*What the exercise asks*
Print every record exactly, omitting all pictures.

_ _ _ _ _

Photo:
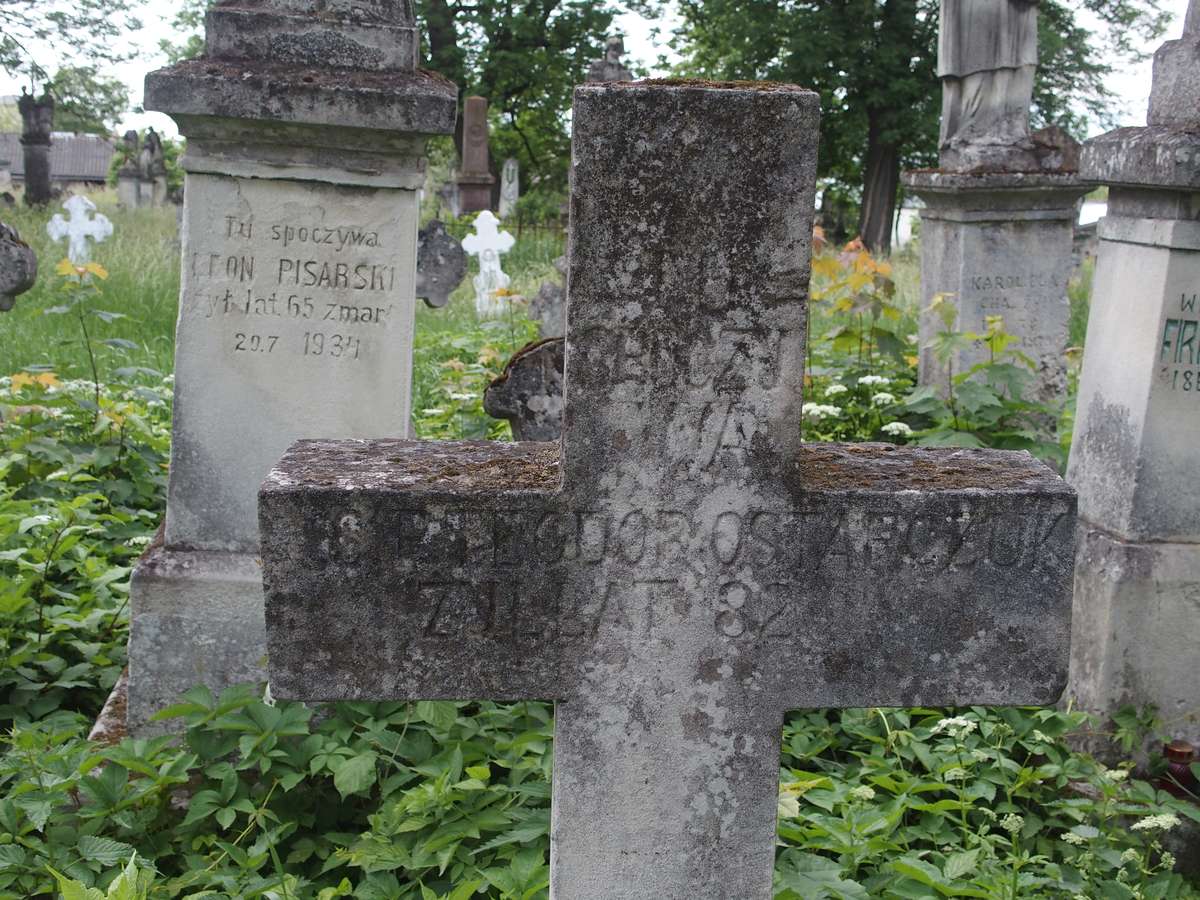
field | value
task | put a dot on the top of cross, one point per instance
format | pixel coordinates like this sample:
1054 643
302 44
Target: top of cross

_ _ _ _ _

*Output for this task*
Photo:
field | value
task | put a dot on the top of cross, one point per instance
format | pixel coordinates like this sample:
1054 643
302 44
Target: top of cross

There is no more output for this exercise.